## What you will do
A - Summarize the passage on vamorolone and adrenal suppression in two sentences.
B - Please transcribe the part of the passage on vamorolone and adrenal suppression that opens with the words containing "Because vamorolone is" and closes with "concepts for clinicians.".

Dr Ward reviewed the evidence from the randomized, controlled trial of vamorolone 2 mg/kg and 6 mg/kg daily versus daily prednisone and placebo over 24 weeks in young, ambulatory children with DMD in terms of adrenal insufficiency.^8,79 Dr Ward noted that unequivocal evidence for suppression was documented on prednisone and vamorolone, both based on first morning cortisol values at 12 and 24 weeks and based on standard dose ACTH stimulation testing at 24 weeks. ⁸ While vamorolone 2 mg/kg daily demonstrated less of an effect on the hypothalamic-pituitary axis when compared with daily prednisone or vamorolone 6 mg/kg daily (i.e., the degree of adrenal suppression was dose-dependent), it was nevertheless agreed upon by delegates that all patients on vamorolone should be considered at risk of adrenal suppression given the life-threatening nature of this complication.

Because vamorolone is associated with adrenal suppression in a dose-dependent manner and given the life-threatening nature of adrenal suppression in any disease context, Dr Ward reviewed fundamental principles for adrenal suppression management in vamorolone-treated patients, with the goal to ensure patient safety. These principles have been distilled down into five key concepts for clinicians.

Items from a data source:
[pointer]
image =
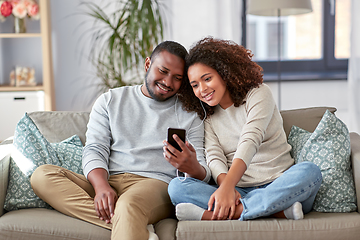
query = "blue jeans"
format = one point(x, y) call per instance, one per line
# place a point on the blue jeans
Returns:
point(300, 183)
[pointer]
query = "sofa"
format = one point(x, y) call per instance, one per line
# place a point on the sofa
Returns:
point(48, 224)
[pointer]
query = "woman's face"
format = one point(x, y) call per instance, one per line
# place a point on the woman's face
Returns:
point(208, 86)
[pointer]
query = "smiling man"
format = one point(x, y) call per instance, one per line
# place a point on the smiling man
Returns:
point(126, 173)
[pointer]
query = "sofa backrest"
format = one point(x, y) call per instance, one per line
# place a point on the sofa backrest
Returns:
point(59, 125)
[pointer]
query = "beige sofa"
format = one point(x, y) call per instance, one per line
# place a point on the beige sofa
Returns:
point(48, 224)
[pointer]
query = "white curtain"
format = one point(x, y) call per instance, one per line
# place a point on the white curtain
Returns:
point(354, 69)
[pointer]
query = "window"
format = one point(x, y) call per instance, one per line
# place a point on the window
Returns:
point(312, 46)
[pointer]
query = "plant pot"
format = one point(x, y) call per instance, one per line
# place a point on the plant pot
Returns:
point(19, 25)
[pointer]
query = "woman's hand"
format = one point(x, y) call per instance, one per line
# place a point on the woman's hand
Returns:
point(225, 198)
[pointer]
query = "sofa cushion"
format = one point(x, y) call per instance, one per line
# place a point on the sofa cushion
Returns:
point(45, 224)
point(305, 118)
point(31, 150)
point(319, 226)
point(329, 148)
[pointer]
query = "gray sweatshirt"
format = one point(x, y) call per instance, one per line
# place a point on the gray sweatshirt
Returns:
point(126, 130)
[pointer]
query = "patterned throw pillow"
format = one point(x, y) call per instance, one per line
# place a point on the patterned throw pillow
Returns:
point(31, 150)
point(329, 148)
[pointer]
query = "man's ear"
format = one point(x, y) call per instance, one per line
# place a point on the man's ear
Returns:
point(147, 64)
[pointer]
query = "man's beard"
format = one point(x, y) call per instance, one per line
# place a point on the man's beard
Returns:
point(152, 94)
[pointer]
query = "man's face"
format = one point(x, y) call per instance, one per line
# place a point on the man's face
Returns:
point(164, 74)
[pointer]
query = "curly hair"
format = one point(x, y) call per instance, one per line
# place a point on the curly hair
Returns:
point(232, 62)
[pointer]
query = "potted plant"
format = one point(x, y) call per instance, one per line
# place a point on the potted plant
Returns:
point(122, 39)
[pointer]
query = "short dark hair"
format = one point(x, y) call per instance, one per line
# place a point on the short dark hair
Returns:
point(172, 47)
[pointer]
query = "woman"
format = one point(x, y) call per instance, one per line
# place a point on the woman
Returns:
point(246, 146)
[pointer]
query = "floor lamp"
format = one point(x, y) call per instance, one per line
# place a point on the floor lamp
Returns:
point(278, 8)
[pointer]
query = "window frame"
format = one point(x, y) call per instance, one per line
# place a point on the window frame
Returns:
point(327, 68)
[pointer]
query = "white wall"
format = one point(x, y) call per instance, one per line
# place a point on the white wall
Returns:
point(76, 88)
point(75, 85)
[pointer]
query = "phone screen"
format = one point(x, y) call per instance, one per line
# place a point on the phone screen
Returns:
point(178, 131)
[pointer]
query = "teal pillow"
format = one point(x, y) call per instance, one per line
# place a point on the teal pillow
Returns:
point(329, 148)
point(31, 150)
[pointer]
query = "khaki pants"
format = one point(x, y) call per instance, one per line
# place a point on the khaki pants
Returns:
point(141, 201)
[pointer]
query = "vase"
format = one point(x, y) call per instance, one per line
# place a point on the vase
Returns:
point(19, 25)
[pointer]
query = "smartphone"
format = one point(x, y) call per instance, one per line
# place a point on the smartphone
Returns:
point(178, 131)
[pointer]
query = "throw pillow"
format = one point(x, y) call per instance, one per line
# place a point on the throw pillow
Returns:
point(31, 150)
point(329, 148)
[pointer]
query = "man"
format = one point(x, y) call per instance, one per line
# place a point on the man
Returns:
point(126, 174)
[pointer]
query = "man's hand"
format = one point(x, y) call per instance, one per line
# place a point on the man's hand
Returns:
point(185, 161)
point(105, 196)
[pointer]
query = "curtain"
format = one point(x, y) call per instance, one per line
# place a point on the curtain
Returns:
point(354, 69)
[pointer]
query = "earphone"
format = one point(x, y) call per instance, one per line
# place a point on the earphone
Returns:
point(182, 179)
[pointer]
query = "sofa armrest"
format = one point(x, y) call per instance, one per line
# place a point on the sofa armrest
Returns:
point(355, 159)
point(4, 175)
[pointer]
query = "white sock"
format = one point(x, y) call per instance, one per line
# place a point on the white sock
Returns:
point(294, 212)
point(189, 212)
point(152, 235)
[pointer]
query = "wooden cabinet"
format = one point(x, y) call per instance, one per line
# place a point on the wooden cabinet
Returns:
point(26, 42)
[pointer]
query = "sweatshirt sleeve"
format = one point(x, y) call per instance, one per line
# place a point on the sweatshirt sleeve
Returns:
point(260, 107)
point(216, 159)
point(98, 138)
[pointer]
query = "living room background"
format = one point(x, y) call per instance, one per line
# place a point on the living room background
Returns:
point(188, 21)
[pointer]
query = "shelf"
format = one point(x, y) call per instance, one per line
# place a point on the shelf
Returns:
point(19, 35)
point(4, 88)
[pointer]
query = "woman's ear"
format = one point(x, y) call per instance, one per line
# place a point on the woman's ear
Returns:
point(147, 64)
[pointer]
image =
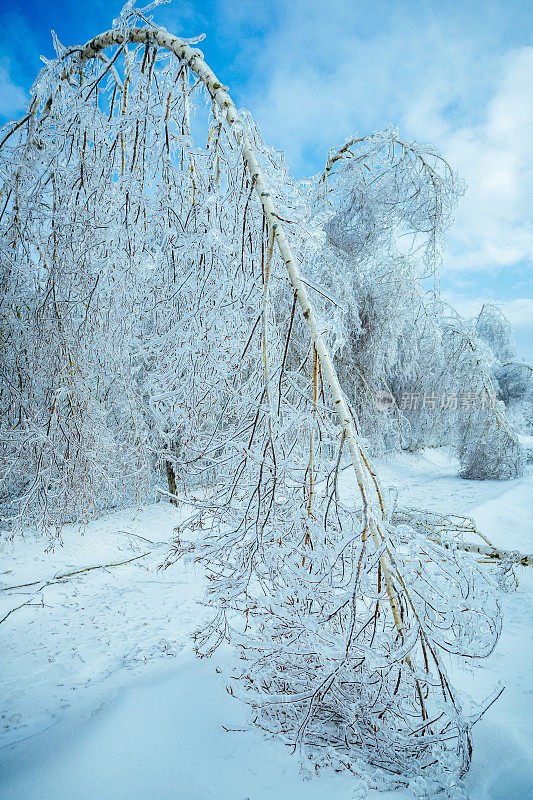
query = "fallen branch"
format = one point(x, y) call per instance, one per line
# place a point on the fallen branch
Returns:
point(59, 578)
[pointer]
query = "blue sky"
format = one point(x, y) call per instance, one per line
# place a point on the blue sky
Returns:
point(457, 74)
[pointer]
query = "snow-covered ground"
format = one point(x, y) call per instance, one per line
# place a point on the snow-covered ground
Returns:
point(102, 698)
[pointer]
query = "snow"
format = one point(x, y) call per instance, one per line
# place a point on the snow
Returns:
point(102, 697)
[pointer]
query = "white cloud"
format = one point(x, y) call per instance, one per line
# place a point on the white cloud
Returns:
point(12, 97)
point(448, 76)
point(494, 225)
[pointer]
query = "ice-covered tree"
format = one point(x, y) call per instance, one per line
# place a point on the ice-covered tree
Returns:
point(164, 312)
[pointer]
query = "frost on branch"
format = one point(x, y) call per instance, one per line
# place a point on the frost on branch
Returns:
point(150, 330)
point(385, 205)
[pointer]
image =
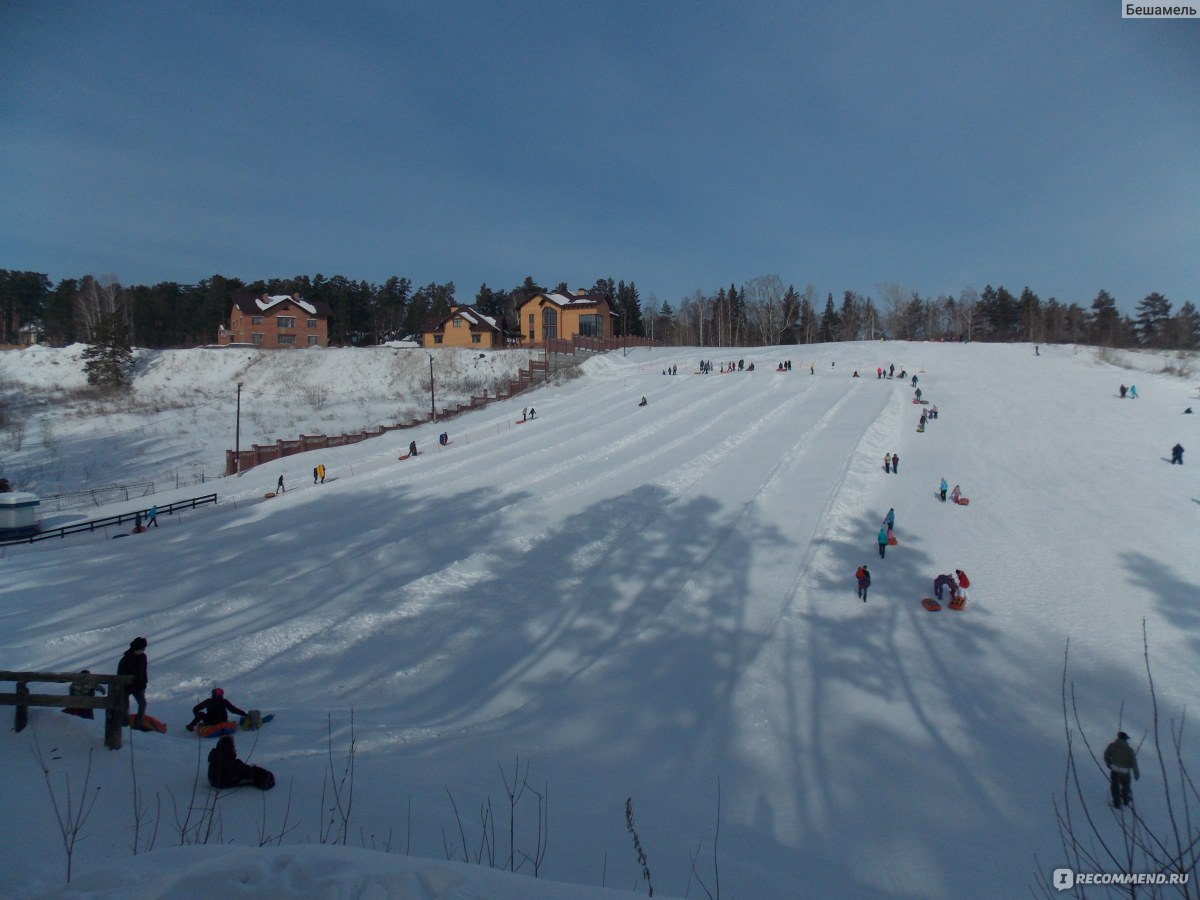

## Response list
A - In a randomized, controlled trial in young, ambulatory children with DMD, both prednisone and vamorolone caused adrenal suppression, which was dose-dependent and smaller on vamorolone 2 mg/kg daily. Because the complication is life-threatening, delegates agreed that all patients on vamorolone should be considered at risk, and Dr Ward reviewed management principles that were distilled into five key concepts for clinicians.

B -
Because vamorolone is associated with adrenal suppression in a dose-dependent manner and given the life-threatening nature of adrenal suppression in any disease context, Dr Ward reviewed fundamental principles for adrenal suppression management in vamorolone-treated patients, with the goal to ensure patient safety. These principles have been distilled down into five key concepts for clinicians.